--- BEGIN EXCERPTED DATA ---

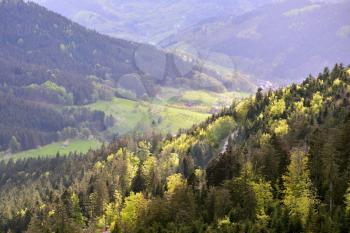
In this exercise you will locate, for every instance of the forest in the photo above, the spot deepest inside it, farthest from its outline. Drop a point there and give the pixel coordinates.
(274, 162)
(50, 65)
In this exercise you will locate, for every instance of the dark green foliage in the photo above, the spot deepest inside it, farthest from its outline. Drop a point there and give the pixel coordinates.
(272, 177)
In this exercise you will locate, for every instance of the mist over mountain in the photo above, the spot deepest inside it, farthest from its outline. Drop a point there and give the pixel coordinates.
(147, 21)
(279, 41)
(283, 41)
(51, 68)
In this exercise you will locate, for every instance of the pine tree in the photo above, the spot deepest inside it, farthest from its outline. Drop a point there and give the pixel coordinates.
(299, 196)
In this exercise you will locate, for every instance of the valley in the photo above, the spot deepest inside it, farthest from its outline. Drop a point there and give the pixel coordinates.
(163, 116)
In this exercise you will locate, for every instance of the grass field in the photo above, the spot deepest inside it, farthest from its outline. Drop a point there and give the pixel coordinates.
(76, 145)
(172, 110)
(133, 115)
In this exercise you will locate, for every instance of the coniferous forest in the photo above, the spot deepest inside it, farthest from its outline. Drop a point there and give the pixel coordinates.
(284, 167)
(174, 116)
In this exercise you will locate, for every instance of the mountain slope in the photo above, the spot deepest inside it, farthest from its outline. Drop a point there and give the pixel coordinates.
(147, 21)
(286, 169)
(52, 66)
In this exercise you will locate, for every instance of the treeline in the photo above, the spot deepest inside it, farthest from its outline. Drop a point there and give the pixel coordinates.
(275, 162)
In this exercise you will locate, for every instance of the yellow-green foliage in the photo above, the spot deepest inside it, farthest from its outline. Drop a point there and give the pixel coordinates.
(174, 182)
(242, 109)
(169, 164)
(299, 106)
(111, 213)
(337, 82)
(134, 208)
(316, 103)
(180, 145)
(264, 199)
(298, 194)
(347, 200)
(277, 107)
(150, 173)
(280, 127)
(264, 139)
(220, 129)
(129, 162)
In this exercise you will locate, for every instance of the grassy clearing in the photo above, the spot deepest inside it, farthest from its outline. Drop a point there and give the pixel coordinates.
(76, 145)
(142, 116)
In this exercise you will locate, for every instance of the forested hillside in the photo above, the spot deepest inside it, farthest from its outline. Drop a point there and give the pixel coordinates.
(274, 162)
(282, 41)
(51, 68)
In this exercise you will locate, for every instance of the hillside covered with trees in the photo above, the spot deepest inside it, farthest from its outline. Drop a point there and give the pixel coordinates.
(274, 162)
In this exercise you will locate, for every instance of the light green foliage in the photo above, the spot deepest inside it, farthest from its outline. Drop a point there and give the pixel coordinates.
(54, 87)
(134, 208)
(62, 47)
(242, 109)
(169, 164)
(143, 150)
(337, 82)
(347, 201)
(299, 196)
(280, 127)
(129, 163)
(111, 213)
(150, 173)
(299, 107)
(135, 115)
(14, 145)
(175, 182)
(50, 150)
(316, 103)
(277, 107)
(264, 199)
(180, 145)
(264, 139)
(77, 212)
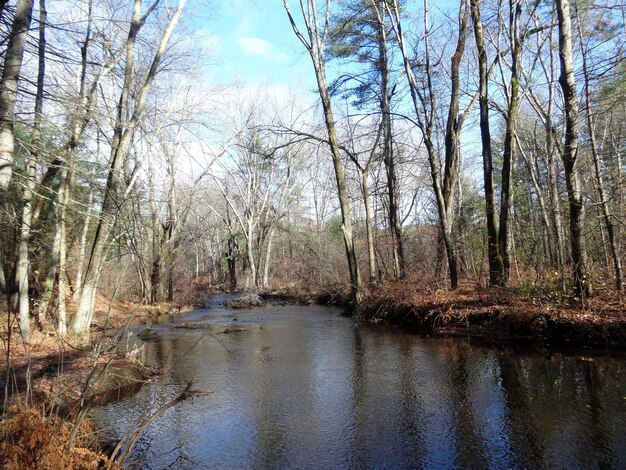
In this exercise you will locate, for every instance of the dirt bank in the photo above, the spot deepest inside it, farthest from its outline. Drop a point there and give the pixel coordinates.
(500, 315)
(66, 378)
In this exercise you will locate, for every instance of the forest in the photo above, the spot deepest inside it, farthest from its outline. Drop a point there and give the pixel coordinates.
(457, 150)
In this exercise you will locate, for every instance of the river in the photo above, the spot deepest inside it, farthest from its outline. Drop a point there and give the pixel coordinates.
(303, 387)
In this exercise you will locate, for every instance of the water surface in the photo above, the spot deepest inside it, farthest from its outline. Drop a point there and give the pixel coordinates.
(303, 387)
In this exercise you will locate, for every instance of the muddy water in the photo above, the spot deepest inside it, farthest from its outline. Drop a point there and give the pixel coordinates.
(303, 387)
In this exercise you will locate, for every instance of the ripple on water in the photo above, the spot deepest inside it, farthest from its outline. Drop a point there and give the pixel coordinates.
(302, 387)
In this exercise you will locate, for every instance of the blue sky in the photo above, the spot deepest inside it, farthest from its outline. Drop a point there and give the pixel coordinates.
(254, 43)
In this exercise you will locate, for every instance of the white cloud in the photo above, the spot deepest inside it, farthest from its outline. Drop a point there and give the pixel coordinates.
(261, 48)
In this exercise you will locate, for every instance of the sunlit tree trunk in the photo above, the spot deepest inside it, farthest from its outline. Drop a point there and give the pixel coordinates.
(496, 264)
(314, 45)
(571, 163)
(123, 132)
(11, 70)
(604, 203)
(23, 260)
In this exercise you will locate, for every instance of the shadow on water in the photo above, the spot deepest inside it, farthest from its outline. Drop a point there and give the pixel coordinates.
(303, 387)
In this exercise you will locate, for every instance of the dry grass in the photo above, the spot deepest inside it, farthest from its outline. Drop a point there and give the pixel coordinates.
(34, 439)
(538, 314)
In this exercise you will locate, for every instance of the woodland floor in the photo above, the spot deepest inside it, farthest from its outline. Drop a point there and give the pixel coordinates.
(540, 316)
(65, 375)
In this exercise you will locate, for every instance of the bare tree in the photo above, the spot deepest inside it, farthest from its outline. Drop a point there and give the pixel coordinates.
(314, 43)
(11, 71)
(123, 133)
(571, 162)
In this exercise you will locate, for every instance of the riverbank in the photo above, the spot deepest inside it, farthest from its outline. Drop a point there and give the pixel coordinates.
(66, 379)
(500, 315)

--- END EXCERPTED DATA ---

SET PROBLEM – Copy out each line word for word, please, skipping the images.

WRITTEN RESPONSE –
In this exercise you will locate, for every instance of the forest in the photo above, the spot deepest inside it, farthest from its outline. Drop a point there and give the pixel coordinates.
(274, 162)
(50, 65)
In this exercise you will locate, for every instance of the dark green foliage in the photo above, the spot deepest inside it, farthest from its outline. Drop a point there and give the pixel coordinates.
(272, 177)
In this exercise you will locate, for every instance of the mist over mountain in the photo above, the spot deepest inside it, farthest from its outline. Drop a point there and give the pixel coordinates.
(147, 21)
(279, 41)
(283, 41)
(51, 68)
In this exercise you will locate, for every instance of the pine tree in the photo above, the spot deepest inside it, farthest from its outline. Drop a point there and give the pixel coordinates.
(299, 196)
In this exercise you will locate, for every instance of the valley in the photo above, the spot deepest inside it, farthest from its outline. Drop a point there and give the pixel coordinates.
(163, 116)
In this exercise you will locate, for every instance of the grass field in the photo above, the spot deepest inside it, farthest from its outline. Drop a point there and give the pixel coordinates.
(76, 145)
(172, 110)
(133, 115)
In this exercise you will locate, for every instance of the coniferous forest in the photo above, the spot deepest inside it, farthest from its outline. Drop a point there and give the pixel coordinates.
(284, 167)
(174, 116)
In this exercise you will locate, for every instance of the mountain slope in the photo above, the spot deepest inside it, farthest from its outline. Drop a point there and give the pixel coordinates.
(147, 21)
(286, 169)
(52, 66)
In this exercise you will locate, for every instance of the treeline in the photo above, the spot deepest inside it, farthest from its outline. Drop a point there and give the pixel coordinates.
(275, 162)
In this exercise you will locate, for every instance of the yellow-green foliage in the photo above, the spot deepest inside it, farthest from its outline. Drop a point there and give the pixel coordinates.
(174, 182)
(242, 109)
(169, 164)
(299, 106)
(111, 213)
(337, 82)
(134, 208)
(316, 103)
(180, 145)
(264, 199)
(298, 194)
(347, 200)
(277, 107)
(150, 173)
(280, 127)
(264, 139)
(220, 129)
(129, 162)
In this exercise you will locate, for every instance of the grassy clearing in the photo above, the spot deepest inside it, farthest from its outline. Drop a point there and give the pixel coordinates.
(76, 145)
(142, 116)
In this exercise you will locate, for every instance of the forested hillside in the photo above, the spot deepest inside it, farthest from its outline. Drop a point there and give the pixel coordinates.
(274, 162)
(282, 41)
(51, 68)
In this exercise you will locate, for every instance of the hillside covered with trees in the photo above, the spot deepest inside it, farthest from its outline. Drop a point there and give the pixel coordinates.
(274, 162)
In this exercise you will locate, for every instance of the light green foliage in the photo above, the spot deepest inside it, farthest from its outline. Drop a point there and give the pixel coordinates.
(54, 87)
(134, 208)
(62, 47)
(242, 109)
(169, 164)
(143, 150)
(337, 82)
(347, 201)
(299, 196)
(280, 127)
(129, 163)
(111, 213)
(150, 173)
(299, 107)
(135, 115)
(14, 145)
(175, 182)
(50, 150)
(316, 103)
(277, 107)
(264, 199)
(180, 145)
(264, 139)
(77, 212)
In this exercise you will locate, for every instance of the dirt bank in the photo above, the spot deepest inside it, farthest from its outline. Drop a point there and give the pixel coordinates.
(500, 315)
(66, 378)
In this exercise you will locate, for every instance of the forest in the photo above, the spot deepest inside it, farthest from its outline. Drop a point there and give the pixel coordinates.
(457, 150)
In this exercise you will locate, for every instance of the river in the photo above, the spot deepest inside it, farthest from its outline. Drop a point there and give the pixel coordinates.
(303, 387)
In this exercise you will locate, for every instance of the water surface in the photo above, the spot deepest inside it, farthest from its outline. Drop a point there and give the pixel coordinates.
(303, 387)
In this exercise you will locate, for every instance of the muddy water in the photo above, the spot deepest inside it, farthest from its outline. Drop a point there and give the pixel coordinates.
(303, 387)
In this exercise you will locate, for every instance of the ripple on water in the photo above, the spot deepest inside it, farthest from its outline. Drop a point there and give the pixel coordinates.
(302, 387)
In this exercise you will locate, for every instance of the blue sky in the photo above, the spot deepest inside it, farthest from its outline. Drop a point there and give the pixel coordinates.
(254, 43)
In this exercise you will locate, for every instance of the white cloud in the photo above, the spot deepest inside it, farthest from its outline. Drop a point there and give the pixel coordinates.
(261, 48)
In this exercise you will locate, for every instance of the sunlit tree trunk in the photo above, the spot deepest inside it, farthest from its outline. Drop a point there and give the pixel coordinates.
(496, 264)
(314, 45)
(571, 163)
(123, 132)
(11, 70)
(604, 203)
(23, 260)
In this exercise you will locate, for every instance of the shadow on water in the photo above, the spot deepest inside it, farthest from its outline. Drop a point there and give the pixel coordinates.
(303, 387)
In this exercise you will locate, for every instance of the dry grass in the photo above, the spot deepest inside it, farthest from its outline. Drop a point there and give the pixel coordinates.
(34, 439)
(538, 314)
In this exercise you will locate, for every instance of the woodland floor in the photo above, the spot deepest inside it, farthest from its outline. Drop a point there and give the pixel coordinates.
(540, 316)
(65, 375)
In this exercise you will locate, for every instance of the bare tree in the photo above, the spot deepest inside it, farthest from its outline. Drop a point there and give the pixel coordinates.
(314, 43)
(11, 71)
(123, 133)
(571, 162)
In this exercise you will locate, for every instance of the riverbank in the photo above, the spot deepest inside it, farthest from its outline. Drop a point there and give the pixel coordinates.
(66, 379)
(500, 315)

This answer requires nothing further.